• [What this exercise asks]:
1/ In the GRE tunnel discussion, list the three function names that appear in the numbered steps describing the send path.
2/ Please carry the GRE tunnel discussion forward from its final line, writing what comes next.

• [Selected excerpt]:

****************************************

I have memory that _header() is called with daddr being valid pointer,
but pointing to zero memory. So basically my situation would break with
this.

The above configuration would be fixable by setting broadcast to tun1
interface explicitly. But I'm not sure if the above configuration is
somehow different that it'd need to work.

Basically how things work on send path is:
 1. arp_constructor maps multicast address to NUD_NOARP
 2. arp_mc_map in turn copies dev->broadcast to haddr
    (so you get the ip packet pointing to zero ip)
    - i assumed normally gre tunnels would have the
      broadcast address set
 3. ipgre_tunnel_xmit checks for daddr==0 and uses the
    rt_gateway then, which would map to the multicast
    address

So I assume that the above ping command not working would end up sending
gre encapsulated packet where both the inner and outer IP address is the
same multicast address?

Looks like my patch also broke the default behaviour that if one has
such GRE tunnel, and you send unicast packets, it would default the link
destination to be same as the inner destination. Not sure if this would
be useful.

So basically my situation is undistinguishable from the above one. The
only difference is that the above problems only with multicast, and I'm
having with unicast.

I think the fundamental problem is that arp_mc_map maps the multicast
address to zeroes (due to device broadcast being zero).

Could we instead maybe do something like:

                        memcpy(haddr, dev->broadcast, dev->addr_len);


--
To unsubscribe from this list: send the line "unsubscribe netdev" in
the body of a message to majordomo@vger.kernel.org
More majordomo info at  http://vger.kernel.org/majordomo-info.html

Comments

Timo Teras March 15, 2011, 6:28 p.m. UTC | #1
On 03/15/2011 06:36 PM, Timo Teräs wrote:
> On 03/15/2011 05:34 PM, Eric Dumazet wrote:
>> (Timo mentioned : 
>> 	If the NOARP packets are not dropped, ipgre_tunnel_xmit() will
>> 	take rt->rt_gateway (= NBMA IP) and use that for route
>> 	look up (and may lead to bogus xfrm acquires).)
>>
>> Is the following works for you ?

****************************************

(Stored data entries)
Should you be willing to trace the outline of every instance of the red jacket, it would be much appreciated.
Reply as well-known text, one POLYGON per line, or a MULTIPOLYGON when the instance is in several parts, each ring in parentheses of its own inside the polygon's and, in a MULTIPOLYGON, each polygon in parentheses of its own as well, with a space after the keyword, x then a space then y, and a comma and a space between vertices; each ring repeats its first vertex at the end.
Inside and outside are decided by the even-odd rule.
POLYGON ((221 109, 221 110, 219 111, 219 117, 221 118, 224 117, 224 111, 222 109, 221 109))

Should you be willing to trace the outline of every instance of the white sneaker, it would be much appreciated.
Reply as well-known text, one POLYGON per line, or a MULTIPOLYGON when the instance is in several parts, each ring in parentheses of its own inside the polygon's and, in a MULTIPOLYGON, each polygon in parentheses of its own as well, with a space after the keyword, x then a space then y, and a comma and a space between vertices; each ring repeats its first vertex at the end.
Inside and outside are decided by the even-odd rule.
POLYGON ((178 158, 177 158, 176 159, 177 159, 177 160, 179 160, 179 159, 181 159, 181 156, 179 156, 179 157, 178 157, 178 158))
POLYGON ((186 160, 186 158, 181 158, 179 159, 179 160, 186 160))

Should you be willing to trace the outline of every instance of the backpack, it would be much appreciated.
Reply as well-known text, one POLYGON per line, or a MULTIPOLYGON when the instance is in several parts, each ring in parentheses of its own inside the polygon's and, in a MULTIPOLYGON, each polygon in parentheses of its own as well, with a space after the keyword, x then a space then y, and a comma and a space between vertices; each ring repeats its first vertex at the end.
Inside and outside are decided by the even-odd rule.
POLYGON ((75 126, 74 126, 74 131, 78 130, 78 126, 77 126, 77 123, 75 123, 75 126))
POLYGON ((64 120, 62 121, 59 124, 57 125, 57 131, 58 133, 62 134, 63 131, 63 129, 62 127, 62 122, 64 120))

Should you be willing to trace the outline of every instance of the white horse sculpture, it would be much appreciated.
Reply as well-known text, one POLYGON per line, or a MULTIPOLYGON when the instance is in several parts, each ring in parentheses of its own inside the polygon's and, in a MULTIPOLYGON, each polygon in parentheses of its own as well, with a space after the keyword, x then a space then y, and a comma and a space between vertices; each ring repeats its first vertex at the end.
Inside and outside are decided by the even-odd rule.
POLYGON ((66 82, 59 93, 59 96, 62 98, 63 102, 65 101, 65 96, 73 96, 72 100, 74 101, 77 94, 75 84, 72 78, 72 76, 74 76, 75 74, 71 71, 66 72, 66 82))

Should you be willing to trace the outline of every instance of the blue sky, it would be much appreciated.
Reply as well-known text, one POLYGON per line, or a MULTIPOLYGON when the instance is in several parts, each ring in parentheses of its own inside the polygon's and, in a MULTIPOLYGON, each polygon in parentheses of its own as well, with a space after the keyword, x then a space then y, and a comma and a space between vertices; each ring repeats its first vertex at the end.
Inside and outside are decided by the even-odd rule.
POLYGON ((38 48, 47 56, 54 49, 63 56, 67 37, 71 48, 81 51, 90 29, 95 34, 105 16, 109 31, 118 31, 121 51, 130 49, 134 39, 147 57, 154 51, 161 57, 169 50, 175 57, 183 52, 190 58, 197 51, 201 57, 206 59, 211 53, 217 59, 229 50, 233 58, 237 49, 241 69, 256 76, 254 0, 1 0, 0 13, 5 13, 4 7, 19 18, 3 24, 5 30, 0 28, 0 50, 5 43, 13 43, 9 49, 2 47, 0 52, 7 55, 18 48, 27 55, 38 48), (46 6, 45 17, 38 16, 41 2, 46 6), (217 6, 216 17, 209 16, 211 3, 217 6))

****************************************

• [Answers for each item]:
1/ arp_constructor, arp_mc_map, ipgre_tunnel_xmit

2/
> 
> I have memory that _header() is called with daddr being valid pointer,
> but pointing to zero memory. So basically my situation would break with
> this.

Ok, I've gone through now the code paths. And I believe I made
originally the assumption that ipgre_tunnel_xmit would should not ever
get tiph->daddr == 0 if we got ipgre_header() call.

However, what actually happens is for (NOARP interfaces) in arp.c:
 - unicast traffic gets NOARP entries mapped to dev->dev_addr (in gre
case it's the tunnel 'local' address)
 - multicast gets mapped to dev->broadcast

And if we create gre tunnel without local or remote address we end up
getting the NOARP entries with hwaddr 0.0.0.0.

Now, for unicast traffic it's mostly pointless. If the tunnel was
locally bound the packets would never leave: they'd get NOARP entry for
local address. And if it's locally unbound, the packets get rt_gateway,
which is pretty confusing routing wise (it apparently assumes your link
device has same ipv4 subnet as the gre device).

On multicast side it makes a bit more sense to map multicast groups. And
this happened implicitly.

IMHO, we should fix the arp code in ipv4 and ipv6 to do proper
ARPHRD_IPGRE mappings so that the _header() gets called with proper
data. I think the multicast-to-same-multicast group mapping makes sense.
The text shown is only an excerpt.